-- To be done --
Pull out each line of the material below that contains the string "house". Copy those lines in full, in their original order.

-- Data entries --
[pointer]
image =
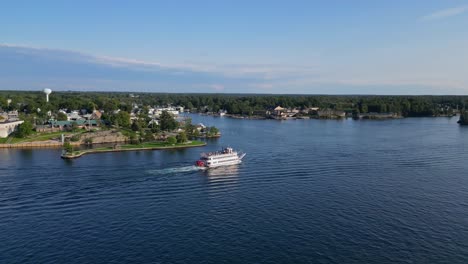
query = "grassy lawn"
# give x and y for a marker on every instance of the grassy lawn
(146, 145)
(40, 137)
(160, 144)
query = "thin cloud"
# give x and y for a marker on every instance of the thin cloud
(445, 13)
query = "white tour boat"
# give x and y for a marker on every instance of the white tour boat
(225, 157)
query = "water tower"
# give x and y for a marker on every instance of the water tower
(47, 91)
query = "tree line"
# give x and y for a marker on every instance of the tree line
(241, 104)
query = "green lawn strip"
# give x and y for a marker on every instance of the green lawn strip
(143, 146)
(40, 137)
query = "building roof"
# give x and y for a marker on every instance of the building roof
(78, 122)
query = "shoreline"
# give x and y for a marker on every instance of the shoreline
(128, 147)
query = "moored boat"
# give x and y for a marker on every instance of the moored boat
(225, 157)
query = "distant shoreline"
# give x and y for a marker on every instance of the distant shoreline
(130, 147)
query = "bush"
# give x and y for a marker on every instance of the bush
(181, 137)
(67, 147)
(171, 140)
(75, 138)
(24, 130)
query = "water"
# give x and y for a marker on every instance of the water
(309, 191)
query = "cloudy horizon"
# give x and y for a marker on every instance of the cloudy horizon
(320, 48)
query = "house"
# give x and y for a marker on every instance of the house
(331, 114)
(67, 125)
(8, 127)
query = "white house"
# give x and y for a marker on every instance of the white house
(6, 128)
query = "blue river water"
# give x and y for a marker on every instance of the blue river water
(308, 191)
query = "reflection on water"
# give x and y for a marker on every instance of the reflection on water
(215, 173)
(222, 177)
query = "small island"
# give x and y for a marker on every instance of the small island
(69, 152)
(122, 125)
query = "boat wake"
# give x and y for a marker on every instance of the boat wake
(174, 170)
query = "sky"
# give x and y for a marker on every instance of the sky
(279, 47)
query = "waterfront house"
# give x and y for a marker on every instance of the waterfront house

-- Answer in full --
query = "house"
# give x and y for a marker on every instance of the house
query = "white house"
# give x and y for a marker on every instance of the white house
query = "waterfront house"
# give x and y for a marker on every instance of the waterfront house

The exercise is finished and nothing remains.